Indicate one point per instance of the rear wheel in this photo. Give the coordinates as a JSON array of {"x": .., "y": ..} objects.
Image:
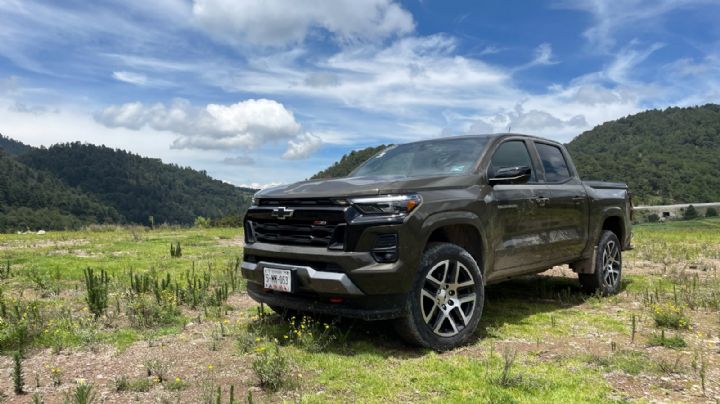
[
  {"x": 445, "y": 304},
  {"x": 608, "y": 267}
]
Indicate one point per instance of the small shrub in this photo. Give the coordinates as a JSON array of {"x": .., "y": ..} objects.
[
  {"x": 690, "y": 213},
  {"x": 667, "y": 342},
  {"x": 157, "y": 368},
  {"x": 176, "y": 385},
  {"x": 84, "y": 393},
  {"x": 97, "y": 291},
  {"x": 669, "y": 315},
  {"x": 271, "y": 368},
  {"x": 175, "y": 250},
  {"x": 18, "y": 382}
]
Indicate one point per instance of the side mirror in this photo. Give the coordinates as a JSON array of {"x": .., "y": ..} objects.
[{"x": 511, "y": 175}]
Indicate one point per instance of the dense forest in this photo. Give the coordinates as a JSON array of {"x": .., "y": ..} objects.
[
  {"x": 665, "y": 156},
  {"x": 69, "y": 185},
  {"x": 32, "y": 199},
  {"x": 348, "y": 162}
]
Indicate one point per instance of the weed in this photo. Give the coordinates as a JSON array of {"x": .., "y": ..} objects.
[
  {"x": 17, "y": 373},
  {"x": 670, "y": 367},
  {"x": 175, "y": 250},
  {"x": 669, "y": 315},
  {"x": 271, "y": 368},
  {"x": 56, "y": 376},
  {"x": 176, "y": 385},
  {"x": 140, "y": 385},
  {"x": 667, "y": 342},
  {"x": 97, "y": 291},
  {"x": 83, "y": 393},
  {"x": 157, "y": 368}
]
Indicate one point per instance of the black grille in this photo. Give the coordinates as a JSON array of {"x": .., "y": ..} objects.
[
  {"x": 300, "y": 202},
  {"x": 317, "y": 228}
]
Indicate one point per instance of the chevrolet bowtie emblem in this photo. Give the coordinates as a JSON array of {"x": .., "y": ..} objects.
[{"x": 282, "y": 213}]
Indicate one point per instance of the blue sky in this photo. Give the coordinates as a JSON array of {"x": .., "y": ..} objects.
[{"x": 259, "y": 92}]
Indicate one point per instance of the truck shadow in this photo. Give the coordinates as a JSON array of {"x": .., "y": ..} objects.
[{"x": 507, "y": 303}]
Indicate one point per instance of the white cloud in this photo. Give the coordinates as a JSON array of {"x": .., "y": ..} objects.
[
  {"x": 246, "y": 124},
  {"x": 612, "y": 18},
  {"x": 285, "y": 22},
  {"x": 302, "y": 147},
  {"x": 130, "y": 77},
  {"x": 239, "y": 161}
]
==
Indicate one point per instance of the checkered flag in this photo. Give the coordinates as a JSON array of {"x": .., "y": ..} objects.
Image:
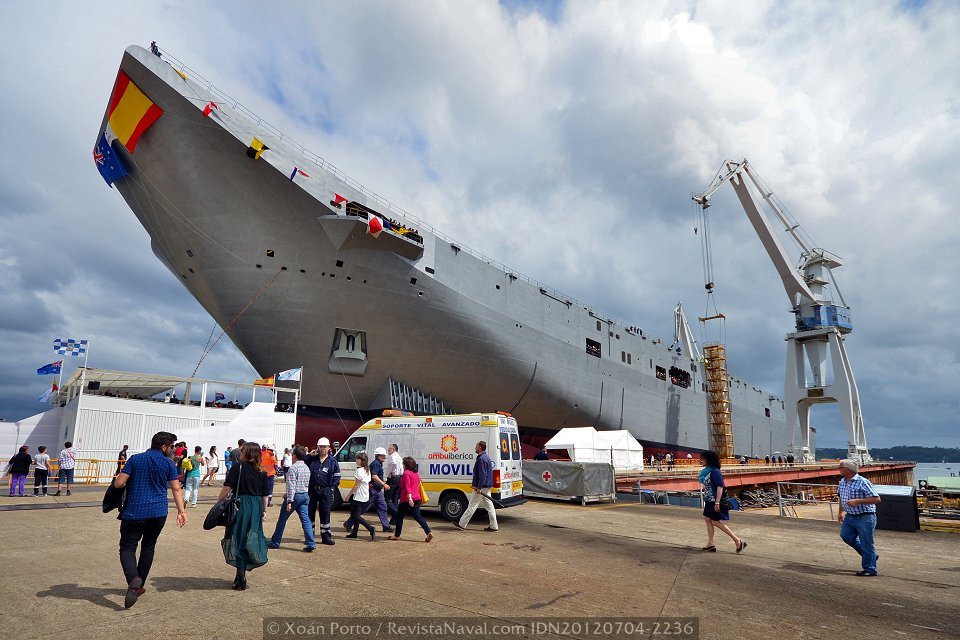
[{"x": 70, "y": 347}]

▶ **Task goal**: List each line in the entries above that contains the word "Give".

▶ **Solution to the exercise**:
Indicate one point per instance of the rear wheel in this photo. Give the coordinates as a JSON array of {"x": .., "y": ..} objects.
Indicate one point per instance of the small shrub in this photo. Give the coordinates as a JSON array of {"x": .., "y": ..} objects.
Indicate one point per instance of the side mirror in this photo. Give the coordinates as a JSON array of {"x": .., "y": ..} objects.
Indicate one point per instance of the dense forest in this photo. Give the coordinates as a JSON array of {"x": .., "y": ..} objects.
Indicate one point per instance of the weed in this photo. Give the coordinates as a JSON array of {"x": .., "y": ..} objects.
Indicate one point per instance of the black grille in this photo. Give the coordinates as a JSON array of {"x": .., "y": ..} objects.
Indicate one point per instance of the chevrolet bowtie emblem in this photo. Give the coordinates as a JSON array of {"x": .., "y": ..} objects.
Indicate one point per instance of the blue sky in this photo. Give the coordinates as a JSON array of {"x": .., "y": ..} objects.
Indicate one point per instance of the truck shadow in this photo. Give the coordinates as a JSON array of {"x": .., "y": ..} objects.
Indicate one point per instance of the white cloud in this photo. Give the coordinates as a JSON array of {"x": .., "y": ..} objects.
Indicate one point per instance of the checkered flag in this photo. Give the coordinates as a JSON array of {"x": .., "y": ..} objects.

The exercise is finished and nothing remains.